- [Reading passage]:
· · ·
In force, Dec. 4, 1838.
AN ACT to prohibit the circulation of bank notes of a less denomination than five dollars.
1
No person allowed to issue notes less than five dollars.
Penalty for so doing.
Proviso.
Sec.[Section] 1. Be it enacted by the People of the State of Illinois, represented in the General Assembly, That from and after the first day of September next, no person or persons shall be permitted to utter or pass in this State, as or in lieu of money, any bank bill or note, made or issued by any banking institution, or purporting to have been made or issued by any banking institution, of a less denomination, or for a less sum than five dollars; and each and every person or persons offending herein, shall forfeit and pay the sum of five dollars for every offence; which may be recovered, with cost of suit, by action of debt, or assumpsit, before any justice of the peace, by any person who will sue for the same: Provided, The provisions of this act shall not apply to the uttering or passing of any bank bill or note, issued by any banking institution in this State authorized by its charter to make, utter, or issue, bills or notes of a less denomination than five dollars.2
Such notes not collectable.
· · ·
- [Exercise tasks]:
1 > In the rows below, rename "terracotta bowl" to "clay bowl" and leave every other part unchanged.
2 > Go on with the Illinois act against bank notes under five dollars, starting after its final line.

Items listed in a dataset
· · ·
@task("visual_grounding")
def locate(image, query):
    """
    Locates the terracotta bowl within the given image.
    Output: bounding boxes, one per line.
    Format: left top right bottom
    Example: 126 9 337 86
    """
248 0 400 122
· · ·
- [Answers for this exercise]:
1 >
@task("visual_grounding")
def locate(image, query):
    """
    Locates the clay bowl within the given image.
    Output: bounding boxes, one per line.
    Format: left top right bottom
    Example: 126 9 337 86
    """
248 0 400 122

2 >
Sec. 2. That any person or persons who shall use or lend any bill or note of any bank within the provisions of the first section of this act, for a less denomination than five dollars, and who shall take obligations in writing, or verbal promise, for the re-payment thereof, of any note or bill of the charter (character) and description aforesaid, loaned as aforesaid, shall not be permitted to collect the same; and it shall be competent for the defendant, in any suit brought for the collection thereof, to plead that the obligation in writing, or verbal promise, was made and executed or given for and in consideration of notes and bills of a less denomination than five dollars, made, uttered, and issued by incorporated companies, or by banking institutions, other than those excepted in the proviso to the first section of this act; which plea, when so made, shall be deemed good in law: and the plea so pleaded shall be deemed a bar to the action.

<Page 2>
Plea in bar of demand, good.
Liability of issuing.
Sec. 3. If any person or persons shall utter or pass, as or in lieu of money, any note or bill issued and published by any joint stock or other company not incorporated, or purporting to have been so issued or published; such person or persons shall not be permitted to collect any demands arising therefrom; and the plea allowed in the second section of this act, shall be taken and allowed a good and sufficient plea, in bar of any such demand; and such person or persons so uttering or passing notes or bills issued and published as aforesaid, shall be deemed and considered swindlers; and shall be liable to indictment as such; and, upon conviction, shall be fined, in any sum not less than one hundred dollars, nor more than one thousand dollars, for each offence.3
[ certification ]
12/04/1838
Certificate of Sec.[Secretary] State.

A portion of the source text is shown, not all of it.